### WRITTEN INSTRUCTION:
Rewrite the lines from the one holding "Provide the outline of every instance of the porch" through the one holding "259], [311, 327]]", inclusive, swapping "Logged" for "Recorded" and leaving everything else as it is.

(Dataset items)
+ + + + + + +

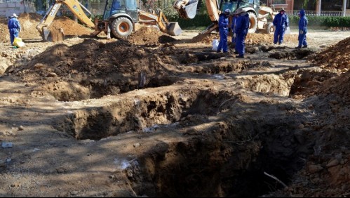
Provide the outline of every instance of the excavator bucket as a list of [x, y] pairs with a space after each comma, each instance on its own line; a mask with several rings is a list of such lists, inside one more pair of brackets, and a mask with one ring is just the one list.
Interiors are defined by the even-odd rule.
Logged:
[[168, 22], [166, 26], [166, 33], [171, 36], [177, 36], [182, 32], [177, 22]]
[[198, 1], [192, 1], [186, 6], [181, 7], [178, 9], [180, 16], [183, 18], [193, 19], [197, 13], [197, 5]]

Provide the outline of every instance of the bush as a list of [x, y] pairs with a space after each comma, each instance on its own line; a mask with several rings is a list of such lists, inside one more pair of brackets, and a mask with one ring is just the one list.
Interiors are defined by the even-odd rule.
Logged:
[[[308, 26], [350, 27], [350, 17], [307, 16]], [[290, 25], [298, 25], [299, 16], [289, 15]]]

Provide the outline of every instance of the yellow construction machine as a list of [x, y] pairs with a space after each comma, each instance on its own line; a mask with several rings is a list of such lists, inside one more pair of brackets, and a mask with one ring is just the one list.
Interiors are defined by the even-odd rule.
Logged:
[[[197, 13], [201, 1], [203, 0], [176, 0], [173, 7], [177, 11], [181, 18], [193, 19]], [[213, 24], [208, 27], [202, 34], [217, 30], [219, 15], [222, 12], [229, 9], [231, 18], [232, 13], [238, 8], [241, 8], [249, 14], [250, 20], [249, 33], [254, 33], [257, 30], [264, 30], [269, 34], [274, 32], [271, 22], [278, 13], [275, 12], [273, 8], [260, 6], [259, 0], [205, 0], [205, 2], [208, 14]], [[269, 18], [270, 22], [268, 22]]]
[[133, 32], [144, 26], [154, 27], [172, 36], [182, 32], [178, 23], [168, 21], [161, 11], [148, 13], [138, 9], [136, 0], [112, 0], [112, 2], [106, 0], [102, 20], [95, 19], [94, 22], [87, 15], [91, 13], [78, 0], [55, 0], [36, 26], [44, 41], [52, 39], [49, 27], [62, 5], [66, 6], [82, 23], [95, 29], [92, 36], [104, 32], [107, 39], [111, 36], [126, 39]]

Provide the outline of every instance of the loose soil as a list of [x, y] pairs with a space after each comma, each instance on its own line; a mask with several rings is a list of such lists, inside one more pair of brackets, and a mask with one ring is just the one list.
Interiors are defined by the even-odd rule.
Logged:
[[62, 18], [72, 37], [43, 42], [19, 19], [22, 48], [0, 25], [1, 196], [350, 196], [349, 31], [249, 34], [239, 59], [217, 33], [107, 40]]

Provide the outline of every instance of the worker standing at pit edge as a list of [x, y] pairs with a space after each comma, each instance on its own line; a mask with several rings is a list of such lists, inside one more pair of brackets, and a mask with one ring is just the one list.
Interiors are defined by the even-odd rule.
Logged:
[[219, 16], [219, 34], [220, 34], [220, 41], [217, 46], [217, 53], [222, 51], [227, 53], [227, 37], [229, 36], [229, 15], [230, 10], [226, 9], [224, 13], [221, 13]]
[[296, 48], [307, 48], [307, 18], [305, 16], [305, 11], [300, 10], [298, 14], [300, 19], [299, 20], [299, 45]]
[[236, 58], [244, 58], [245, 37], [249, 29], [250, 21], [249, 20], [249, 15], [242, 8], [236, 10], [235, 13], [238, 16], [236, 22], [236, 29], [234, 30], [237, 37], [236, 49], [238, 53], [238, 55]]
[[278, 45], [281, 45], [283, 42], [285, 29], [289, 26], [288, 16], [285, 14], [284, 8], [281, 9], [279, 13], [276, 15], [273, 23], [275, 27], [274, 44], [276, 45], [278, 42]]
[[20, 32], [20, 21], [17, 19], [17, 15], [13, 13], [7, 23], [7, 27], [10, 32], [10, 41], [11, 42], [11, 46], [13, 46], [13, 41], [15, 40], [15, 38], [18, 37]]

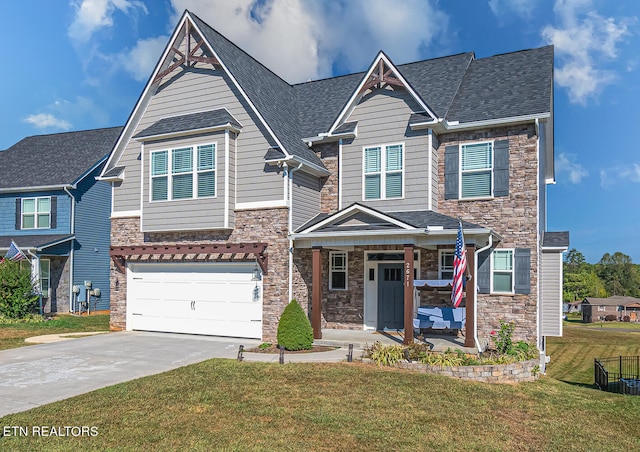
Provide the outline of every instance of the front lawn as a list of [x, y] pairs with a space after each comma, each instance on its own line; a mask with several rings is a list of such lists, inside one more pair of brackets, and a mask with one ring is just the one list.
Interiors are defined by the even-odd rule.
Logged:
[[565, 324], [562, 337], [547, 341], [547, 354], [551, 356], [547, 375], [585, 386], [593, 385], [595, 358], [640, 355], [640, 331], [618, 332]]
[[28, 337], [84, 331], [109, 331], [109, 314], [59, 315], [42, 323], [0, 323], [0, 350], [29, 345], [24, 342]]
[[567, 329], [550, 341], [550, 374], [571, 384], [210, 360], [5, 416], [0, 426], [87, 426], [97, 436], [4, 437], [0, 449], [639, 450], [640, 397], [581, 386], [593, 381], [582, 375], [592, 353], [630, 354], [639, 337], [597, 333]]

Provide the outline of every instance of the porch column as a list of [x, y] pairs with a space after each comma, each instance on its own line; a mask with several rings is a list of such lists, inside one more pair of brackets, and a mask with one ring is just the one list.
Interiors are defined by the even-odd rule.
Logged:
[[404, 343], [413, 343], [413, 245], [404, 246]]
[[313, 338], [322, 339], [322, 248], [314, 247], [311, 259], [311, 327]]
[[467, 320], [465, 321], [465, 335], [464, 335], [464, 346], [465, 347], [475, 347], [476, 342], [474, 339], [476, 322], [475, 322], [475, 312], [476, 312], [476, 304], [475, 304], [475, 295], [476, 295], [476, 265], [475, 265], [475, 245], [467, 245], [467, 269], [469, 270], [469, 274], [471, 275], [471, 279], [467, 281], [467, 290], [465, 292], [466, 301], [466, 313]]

+ + + + + + +

### EXERCISE RESULT:
Provide the outline of every instance of the porch column as a list of [x, y] pairs with a space after each comma, each instance on its own line; a mask with several rings is a list of such lists, inside one more pair of brackets, and a mask with one ring is just the one list.
Interiors are defined by the even-odd rule.
Recorded:
[[404, 343], [413, 343], [413, 245], [404, 246]]
[[313, 338], [322, 339], [322, 248], [314, 247], [311, 259], [311, 327]]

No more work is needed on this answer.